* EJERCICIO ESCRITO A
¿En qué año se celebró el Concilio Lateranense IV, según el texto proporcionado?
* EJERCICIO ESCRITO B
¿Concuerdan con el texto proporcionado estas afirmaciones? Responde sí o no a cada una y cita las palabras exactas del texto que lo deciden: (i) El Magisterio de la Iglesia dedicó numerosas declaraciones dogmáticas a la demonología. (ii) El Concilio Lateranense IV tuvo lugar cuando aparecieron los cátaros y los albigenses. (iii) Según la declaración del concilio, Dios creó malo al diablo.
* EJERCICIO ESCRITO C
¿Puedes transcribir del texto proporcionado el fragmento que empieza en "Se ve, pues, que" y termina en "CONCILIO LATERANENSE IV."?

* TEXTO PROPORCIONADO
· · ·
Se ve, pues, que las enseñanzas patrísticas fueron un eco sustancialmente fiel de la doctrina y de las orientaciones del Nuevo Testamento.

III. EL CONCILIO LATERANENSE IV.

Es cierto que, en veinte siglos de historia, el Magisterio de la Iglesia dedicó, a la demonología, unas pocas declaraciones propiamente dogmáticas.

La razón de ello es que la ocasión se presentó raramente: en concreto, únicamente en dos circunstancias, la más importante de las cuales se coloca a principios del siglo XIII (Concilio Lateranense IV, año 1215), cuando se manifiesta un revivir del dualismo maniqueo y priscilianista con la aparición de los cátaros y de los albigenses; sin embargo, el enunciado dogmático de entonces, formulado en un cuadro doctrinal familiar, corresponde muy de cerca a nuestra sensibilidad, porque entraña una visión del universo y de la creación del mismo por parte de Dios. Dice así:

"Firmemente creemos y simplemente confesamos…un solo principio de todas las cosas, de las visibles y de las invisibles, espirituales y corporales; que por su omnipotente virtud a la vez desde el principio del tiempo, creo de la nada a una y otra creatura, la espiritual y la corporal, es decir la angélica y la mundana, y después la humana común, compuesta de espíritu y cuerpo. Porque el diablo y lo demás demonio, por Dios ciertamente fueron creados bueno por naturaleza; más ellos, por sí mismo, se hicieron malos. El hombre empero, pecó por sugestión del diablo"(56).
· · ·
* EXTRACTO DE DATOS
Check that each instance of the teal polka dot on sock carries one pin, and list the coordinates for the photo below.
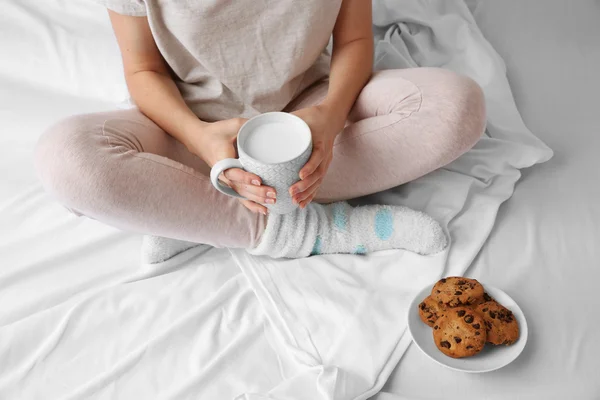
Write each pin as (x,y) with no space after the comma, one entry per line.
(360,249)
(340,219)
(317,247)
(384,224)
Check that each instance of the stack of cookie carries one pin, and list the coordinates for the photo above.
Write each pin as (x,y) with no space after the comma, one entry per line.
(464,317)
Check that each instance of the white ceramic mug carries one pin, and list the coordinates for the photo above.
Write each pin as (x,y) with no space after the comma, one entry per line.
(274,146)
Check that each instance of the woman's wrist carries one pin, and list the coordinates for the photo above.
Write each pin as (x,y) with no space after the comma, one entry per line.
(194,132)
(336,115)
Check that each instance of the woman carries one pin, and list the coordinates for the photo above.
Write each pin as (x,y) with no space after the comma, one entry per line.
(197,69)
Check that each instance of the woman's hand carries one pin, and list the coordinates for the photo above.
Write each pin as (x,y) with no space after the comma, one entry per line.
(324,125)
(216,141)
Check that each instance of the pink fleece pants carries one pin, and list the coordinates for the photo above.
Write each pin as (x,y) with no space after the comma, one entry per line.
(122,169)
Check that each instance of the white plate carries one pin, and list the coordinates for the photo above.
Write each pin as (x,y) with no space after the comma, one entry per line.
(489,359)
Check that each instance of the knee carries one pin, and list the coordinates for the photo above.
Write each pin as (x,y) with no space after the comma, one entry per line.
(462,109)
(64,159)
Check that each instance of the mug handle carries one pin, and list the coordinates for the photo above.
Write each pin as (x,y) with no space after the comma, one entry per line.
(218,168)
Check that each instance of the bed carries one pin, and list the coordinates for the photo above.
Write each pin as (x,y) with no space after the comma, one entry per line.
(80,317)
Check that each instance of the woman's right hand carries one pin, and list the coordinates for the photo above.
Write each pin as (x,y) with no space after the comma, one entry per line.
(216,141)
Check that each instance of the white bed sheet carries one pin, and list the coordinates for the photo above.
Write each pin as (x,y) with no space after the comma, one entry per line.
(53,246)
(545,247)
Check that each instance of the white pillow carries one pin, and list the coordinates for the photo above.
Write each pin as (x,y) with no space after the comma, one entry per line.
(63,45)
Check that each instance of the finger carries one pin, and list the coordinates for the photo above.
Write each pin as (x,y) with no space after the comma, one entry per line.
(313,163)
(305,183)
(308,201)
(254,207)
(308,192)
(258,194)
(239,175)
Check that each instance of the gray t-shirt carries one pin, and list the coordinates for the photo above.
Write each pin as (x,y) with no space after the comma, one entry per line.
(233,58)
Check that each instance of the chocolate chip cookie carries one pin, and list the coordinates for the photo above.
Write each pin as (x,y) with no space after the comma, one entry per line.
(460,332)
(456,291)
(430,310)
(481,300)
(501,325)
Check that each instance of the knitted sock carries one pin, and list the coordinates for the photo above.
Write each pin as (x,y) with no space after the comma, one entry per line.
(340,228)
(156,249)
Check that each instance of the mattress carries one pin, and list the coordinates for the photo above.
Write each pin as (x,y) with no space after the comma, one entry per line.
(542,250)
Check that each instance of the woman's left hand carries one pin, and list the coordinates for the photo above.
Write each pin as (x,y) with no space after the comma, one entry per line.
(324,126)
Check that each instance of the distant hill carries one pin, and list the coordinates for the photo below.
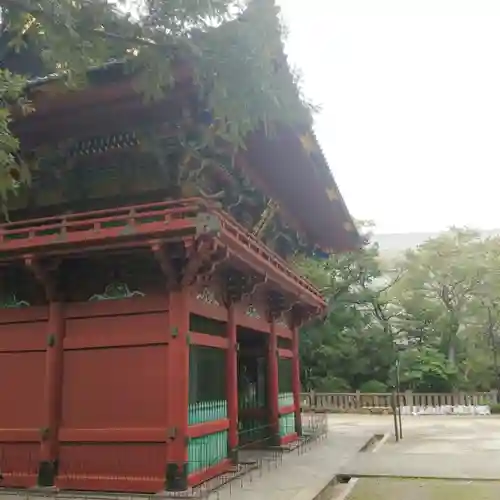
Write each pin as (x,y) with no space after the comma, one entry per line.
(396,243)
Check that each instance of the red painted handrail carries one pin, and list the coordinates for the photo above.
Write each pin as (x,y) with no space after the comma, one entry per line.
(242,235)
(169,215)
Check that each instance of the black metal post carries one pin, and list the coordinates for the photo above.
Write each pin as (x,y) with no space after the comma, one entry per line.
(398,392)
(393,404)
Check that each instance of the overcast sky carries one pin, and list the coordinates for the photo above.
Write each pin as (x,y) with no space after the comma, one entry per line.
(410,97)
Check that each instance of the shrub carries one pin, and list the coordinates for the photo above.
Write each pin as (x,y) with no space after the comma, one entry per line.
(332,384)
(495,409)
(373,386)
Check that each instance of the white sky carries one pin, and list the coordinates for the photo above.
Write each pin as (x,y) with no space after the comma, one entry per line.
(410,97)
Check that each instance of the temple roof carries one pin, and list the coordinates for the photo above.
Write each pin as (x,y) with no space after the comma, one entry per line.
(289,165)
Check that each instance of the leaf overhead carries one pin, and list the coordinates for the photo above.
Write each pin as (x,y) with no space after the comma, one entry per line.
(234,50)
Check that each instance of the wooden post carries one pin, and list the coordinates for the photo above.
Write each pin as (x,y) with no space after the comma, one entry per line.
(296,380)
(232,383)
(272,382)
(178,390)
(49,452)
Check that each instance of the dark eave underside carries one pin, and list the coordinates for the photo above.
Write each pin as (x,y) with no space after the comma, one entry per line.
(303,185)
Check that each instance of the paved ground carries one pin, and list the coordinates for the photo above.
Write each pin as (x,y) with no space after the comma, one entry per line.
(433,447)
(429,441)
(437,447)
(422,489)
(303,477)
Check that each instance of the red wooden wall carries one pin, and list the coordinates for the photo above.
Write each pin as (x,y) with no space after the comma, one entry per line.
(114,396)
(23,341)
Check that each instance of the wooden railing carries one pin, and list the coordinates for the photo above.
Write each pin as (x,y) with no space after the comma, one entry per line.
(352,401)
(61,234)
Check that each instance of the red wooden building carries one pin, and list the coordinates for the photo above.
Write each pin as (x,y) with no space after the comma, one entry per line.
(146,333)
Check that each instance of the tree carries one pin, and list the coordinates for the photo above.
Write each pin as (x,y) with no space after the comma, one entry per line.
(442,297)
(437,284)
(232,51)
(350,347)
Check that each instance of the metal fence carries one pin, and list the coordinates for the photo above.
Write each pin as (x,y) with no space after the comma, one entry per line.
(253,463)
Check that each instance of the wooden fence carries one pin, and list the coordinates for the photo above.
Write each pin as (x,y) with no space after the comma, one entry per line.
(355,401)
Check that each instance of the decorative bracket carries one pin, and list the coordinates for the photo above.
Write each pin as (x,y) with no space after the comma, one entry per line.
(187,262)
(44,273)
(277,305)
(302,315)
(237,285)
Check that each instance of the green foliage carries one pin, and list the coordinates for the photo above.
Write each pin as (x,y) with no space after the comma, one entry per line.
(441,297)
(373,386)
(234,51)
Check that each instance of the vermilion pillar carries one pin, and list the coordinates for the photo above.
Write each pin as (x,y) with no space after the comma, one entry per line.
(296,380)
(272,381)
(52,395)
(232,382)
(177,391)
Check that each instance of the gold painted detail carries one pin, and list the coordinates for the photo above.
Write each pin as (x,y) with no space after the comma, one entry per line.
(266,217)
(12,302)
(252,312)
(281,321)
(207,296)
(116,291)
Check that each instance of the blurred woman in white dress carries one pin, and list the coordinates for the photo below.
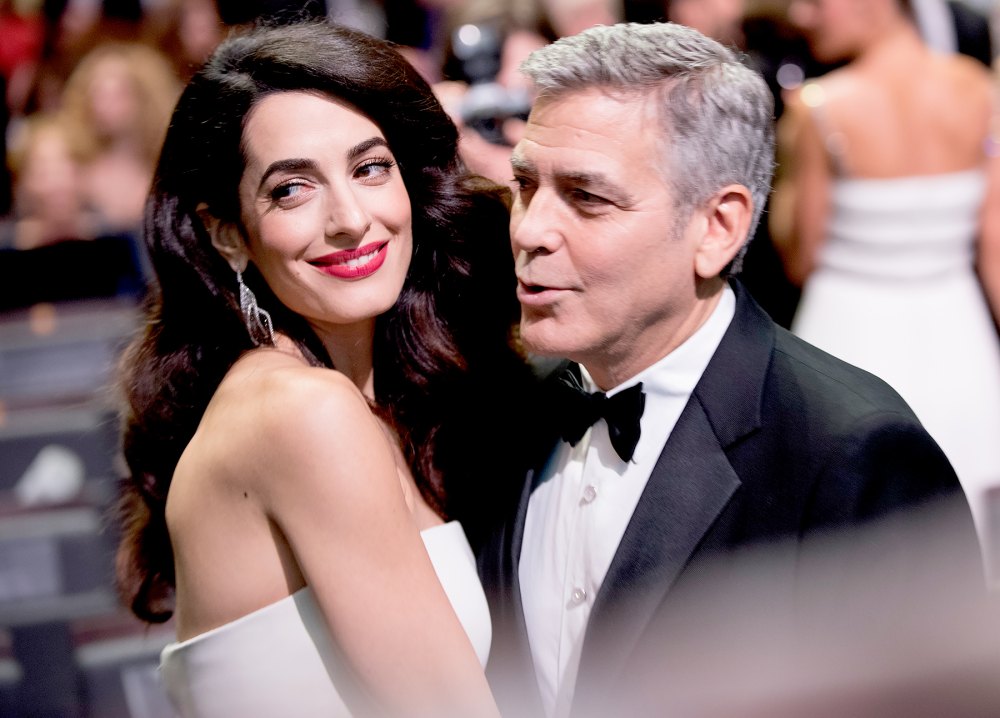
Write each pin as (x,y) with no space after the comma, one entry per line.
(887,209)
(315,396)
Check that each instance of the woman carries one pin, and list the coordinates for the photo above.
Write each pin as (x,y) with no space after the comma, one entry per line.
(887,209)
(119,99)
(309,212)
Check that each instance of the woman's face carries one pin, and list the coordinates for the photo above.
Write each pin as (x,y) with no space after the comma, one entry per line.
(114,102)
(327,217)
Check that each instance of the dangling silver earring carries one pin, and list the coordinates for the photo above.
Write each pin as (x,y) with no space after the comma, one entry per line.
(258,320)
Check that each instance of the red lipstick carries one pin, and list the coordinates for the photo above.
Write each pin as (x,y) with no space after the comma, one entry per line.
(353,263)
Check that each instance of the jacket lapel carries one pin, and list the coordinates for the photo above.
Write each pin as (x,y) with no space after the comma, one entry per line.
(688,488)
(690,485)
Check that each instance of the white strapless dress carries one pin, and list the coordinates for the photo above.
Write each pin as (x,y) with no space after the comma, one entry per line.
(895,292)
(281,660)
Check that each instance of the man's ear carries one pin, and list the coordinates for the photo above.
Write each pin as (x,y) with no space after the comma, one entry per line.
(226,238)
(728,214)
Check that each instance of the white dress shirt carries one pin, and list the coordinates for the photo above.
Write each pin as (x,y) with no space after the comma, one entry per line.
(579,512)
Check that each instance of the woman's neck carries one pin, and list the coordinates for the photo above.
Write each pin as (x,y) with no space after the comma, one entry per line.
(894,45)
(351,350)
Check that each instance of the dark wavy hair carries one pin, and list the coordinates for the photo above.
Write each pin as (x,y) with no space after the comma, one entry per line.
(444,358)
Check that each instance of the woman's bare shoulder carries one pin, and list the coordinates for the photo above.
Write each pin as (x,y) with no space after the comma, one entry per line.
(275,415)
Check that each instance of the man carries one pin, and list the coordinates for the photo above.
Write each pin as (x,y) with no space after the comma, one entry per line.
(642,172)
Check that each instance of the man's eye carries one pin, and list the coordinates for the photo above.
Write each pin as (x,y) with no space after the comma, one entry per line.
(582,195)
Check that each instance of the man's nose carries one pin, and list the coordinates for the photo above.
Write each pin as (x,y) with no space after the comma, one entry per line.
(535,224)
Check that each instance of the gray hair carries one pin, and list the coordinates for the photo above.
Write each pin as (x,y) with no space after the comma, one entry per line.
(717,113)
· · ·
* RESPUESTA FINAL A
En el año 1215.

* RESPUESTA FINAL B
(i) No: "unas pocas declaraciones propiamente dogmáticas".
(ii) Sí: "con la aparición de los cátaros y de los albigenses".
(iii) No: "por Dios ciertamente fueron creados bueno por naturaleza; más ellos, por sí mismo, se hicieron malos".

* RESPUESTA FINAL C
Se ve, pues, que las enseñanzas patrísticas fueron un eco sustancialmente fiel de la doctrina y de las orientaciones del Nuevo Testamento.

III. EL CONCILIO LATERANENSE IV.